* **Data provided**

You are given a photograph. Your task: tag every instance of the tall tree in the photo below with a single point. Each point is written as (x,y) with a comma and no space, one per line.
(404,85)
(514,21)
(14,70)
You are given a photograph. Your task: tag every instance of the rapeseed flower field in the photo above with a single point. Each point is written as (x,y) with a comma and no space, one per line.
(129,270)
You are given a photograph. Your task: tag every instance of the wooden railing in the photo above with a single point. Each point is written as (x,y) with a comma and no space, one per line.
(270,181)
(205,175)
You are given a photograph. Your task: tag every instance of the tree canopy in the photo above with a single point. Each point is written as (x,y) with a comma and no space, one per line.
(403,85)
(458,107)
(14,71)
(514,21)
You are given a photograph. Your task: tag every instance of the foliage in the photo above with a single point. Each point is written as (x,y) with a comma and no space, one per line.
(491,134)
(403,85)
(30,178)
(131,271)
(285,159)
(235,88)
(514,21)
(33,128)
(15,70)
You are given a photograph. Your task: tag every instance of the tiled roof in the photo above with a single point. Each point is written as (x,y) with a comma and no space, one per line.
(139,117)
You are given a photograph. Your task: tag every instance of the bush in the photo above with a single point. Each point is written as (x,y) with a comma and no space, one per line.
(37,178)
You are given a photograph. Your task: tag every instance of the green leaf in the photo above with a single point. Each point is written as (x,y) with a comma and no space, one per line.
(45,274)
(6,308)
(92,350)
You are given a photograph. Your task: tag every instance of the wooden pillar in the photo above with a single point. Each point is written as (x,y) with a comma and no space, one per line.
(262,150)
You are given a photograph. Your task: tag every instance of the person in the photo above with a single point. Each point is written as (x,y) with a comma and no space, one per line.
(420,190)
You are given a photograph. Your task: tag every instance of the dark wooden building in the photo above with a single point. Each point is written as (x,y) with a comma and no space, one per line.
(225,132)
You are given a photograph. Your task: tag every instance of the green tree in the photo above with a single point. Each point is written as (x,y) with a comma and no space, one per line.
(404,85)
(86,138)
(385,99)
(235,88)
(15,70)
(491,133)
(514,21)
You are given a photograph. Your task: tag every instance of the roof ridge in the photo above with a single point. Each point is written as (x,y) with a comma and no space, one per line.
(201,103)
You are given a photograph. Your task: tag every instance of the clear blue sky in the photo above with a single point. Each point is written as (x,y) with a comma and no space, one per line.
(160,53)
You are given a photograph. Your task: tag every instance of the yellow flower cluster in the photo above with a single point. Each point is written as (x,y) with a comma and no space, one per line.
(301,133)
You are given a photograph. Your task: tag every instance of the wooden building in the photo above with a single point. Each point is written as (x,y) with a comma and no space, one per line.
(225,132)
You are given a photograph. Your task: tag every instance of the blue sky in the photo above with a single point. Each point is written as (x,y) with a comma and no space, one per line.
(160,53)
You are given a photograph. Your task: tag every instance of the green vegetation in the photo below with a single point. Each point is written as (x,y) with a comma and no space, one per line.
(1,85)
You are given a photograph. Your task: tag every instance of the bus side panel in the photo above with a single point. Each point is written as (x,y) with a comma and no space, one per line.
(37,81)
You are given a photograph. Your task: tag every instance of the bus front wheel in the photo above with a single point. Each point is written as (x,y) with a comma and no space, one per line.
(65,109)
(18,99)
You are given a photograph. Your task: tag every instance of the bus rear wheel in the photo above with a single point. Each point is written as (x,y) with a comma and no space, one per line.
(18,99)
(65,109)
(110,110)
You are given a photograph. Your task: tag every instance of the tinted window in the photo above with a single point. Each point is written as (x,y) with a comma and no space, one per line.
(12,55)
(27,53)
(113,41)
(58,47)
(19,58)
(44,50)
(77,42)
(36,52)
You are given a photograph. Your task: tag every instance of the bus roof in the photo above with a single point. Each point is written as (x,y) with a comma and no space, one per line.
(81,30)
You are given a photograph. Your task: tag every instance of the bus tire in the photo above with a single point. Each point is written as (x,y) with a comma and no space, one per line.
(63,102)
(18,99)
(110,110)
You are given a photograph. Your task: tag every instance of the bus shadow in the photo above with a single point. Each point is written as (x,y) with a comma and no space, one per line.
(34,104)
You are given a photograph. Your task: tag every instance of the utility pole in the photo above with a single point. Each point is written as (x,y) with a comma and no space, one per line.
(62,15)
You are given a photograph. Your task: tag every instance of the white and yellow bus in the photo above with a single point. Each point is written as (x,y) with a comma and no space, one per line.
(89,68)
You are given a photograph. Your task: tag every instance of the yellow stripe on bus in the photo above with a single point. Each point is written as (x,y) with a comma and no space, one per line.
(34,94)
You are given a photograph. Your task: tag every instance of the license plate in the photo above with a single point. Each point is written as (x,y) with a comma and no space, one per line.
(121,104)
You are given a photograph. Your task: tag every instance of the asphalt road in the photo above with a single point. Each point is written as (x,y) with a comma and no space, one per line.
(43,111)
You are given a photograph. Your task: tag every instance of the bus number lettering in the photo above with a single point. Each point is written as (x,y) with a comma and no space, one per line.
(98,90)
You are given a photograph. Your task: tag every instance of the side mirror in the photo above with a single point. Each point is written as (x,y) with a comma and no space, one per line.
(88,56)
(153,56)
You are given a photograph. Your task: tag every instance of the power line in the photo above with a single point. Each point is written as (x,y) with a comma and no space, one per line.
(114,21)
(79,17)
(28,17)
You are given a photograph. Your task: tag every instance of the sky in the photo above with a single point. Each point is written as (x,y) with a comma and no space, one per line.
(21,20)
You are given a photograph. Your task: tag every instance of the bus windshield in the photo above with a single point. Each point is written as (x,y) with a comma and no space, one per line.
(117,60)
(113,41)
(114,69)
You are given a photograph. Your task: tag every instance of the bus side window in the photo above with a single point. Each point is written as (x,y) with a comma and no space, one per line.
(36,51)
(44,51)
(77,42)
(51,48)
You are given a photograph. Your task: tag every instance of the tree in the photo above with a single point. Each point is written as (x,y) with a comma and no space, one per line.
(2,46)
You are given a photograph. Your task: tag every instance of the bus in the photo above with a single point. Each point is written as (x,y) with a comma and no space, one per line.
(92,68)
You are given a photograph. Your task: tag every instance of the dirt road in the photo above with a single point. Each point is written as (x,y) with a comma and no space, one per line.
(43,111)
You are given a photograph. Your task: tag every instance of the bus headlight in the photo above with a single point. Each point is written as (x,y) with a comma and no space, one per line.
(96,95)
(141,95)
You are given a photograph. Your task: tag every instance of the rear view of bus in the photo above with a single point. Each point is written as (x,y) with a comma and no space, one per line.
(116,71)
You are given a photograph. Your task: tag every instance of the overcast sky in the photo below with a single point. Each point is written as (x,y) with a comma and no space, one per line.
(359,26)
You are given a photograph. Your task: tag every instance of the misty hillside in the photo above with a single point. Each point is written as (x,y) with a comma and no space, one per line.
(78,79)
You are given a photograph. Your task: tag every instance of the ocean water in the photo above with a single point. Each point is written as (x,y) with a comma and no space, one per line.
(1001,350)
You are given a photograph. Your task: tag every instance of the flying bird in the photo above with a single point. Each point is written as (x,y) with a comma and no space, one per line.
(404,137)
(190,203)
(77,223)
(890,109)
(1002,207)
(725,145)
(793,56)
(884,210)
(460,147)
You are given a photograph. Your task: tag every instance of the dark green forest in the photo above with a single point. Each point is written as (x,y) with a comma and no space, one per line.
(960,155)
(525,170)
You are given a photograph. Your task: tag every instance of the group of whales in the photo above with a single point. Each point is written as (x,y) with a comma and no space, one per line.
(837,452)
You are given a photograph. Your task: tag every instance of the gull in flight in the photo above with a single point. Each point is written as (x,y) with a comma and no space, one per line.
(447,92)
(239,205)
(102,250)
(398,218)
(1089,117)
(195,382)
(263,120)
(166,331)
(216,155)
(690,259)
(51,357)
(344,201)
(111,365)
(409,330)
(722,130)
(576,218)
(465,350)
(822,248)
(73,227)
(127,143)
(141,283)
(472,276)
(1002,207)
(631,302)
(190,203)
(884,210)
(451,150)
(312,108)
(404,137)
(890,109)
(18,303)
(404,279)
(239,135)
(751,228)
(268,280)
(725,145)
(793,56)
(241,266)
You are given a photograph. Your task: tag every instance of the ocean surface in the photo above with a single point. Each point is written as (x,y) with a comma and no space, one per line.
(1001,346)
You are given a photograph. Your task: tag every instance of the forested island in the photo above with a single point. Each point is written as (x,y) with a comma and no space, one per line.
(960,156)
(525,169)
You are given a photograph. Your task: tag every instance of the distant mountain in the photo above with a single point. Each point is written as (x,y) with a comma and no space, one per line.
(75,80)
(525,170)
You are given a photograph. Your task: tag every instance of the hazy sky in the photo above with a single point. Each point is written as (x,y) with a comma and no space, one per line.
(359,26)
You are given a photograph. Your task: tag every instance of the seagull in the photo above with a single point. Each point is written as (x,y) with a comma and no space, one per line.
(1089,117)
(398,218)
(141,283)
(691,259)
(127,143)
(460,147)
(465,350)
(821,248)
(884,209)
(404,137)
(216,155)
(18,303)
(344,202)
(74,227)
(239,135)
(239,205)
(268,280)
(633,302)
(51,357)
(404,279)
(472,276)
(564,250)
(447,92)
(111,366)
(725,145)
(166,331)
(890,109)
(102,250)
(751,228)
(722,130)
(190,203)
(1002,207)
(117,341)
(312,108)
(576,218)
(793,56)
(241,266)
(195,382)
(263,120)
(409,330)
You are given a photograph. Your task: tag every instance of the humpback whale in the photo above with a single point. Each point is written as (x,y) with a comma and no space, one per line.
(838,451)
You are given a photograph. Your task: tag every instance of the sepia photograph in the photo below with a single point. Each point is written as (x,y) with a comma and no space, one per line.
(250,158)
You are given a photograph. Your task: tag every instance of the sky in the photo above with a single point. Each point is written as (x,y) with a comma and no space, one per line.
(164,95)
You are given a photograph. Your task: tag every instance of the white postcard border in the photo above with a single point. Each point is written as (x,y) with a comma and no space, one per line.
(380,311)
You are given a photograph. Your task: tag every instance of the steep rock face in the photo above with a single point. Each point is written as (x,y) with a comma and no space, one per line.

* **Written instruction**
Quote exactly the line containing "of the humpback" and every later line through the end of the listing, and no other lines.

* **Response**
You are given a photograph. Your task: tag every instance of the humpback whale in the photo above with a single point. Each point is written as (x,y) with a comma and no space, one per line.
(838,451)
You are given a photograph. Your task: tag every instance of the sepia photograph in the photo below with a single point. Each point is written as (x,y) with a comma and no space, one per line.
(250,158)
You are given a photograph. Your task: tag every instance of the sky in the photo above with a single point. Each point is written as (x,y) with a comma and no space, one per line.
(164,95)
You are given a photograph. Your task: tag every instance of the white postcard border in the photo above with a single point. Each point is written as (x,y) with a comma and no space, one per line.
(380,311)
You are given a photograph. Your task: tag every instance of the steep rock face in the photo above with a single point. Each point is written as (x,y) with a comma and no space, one per line.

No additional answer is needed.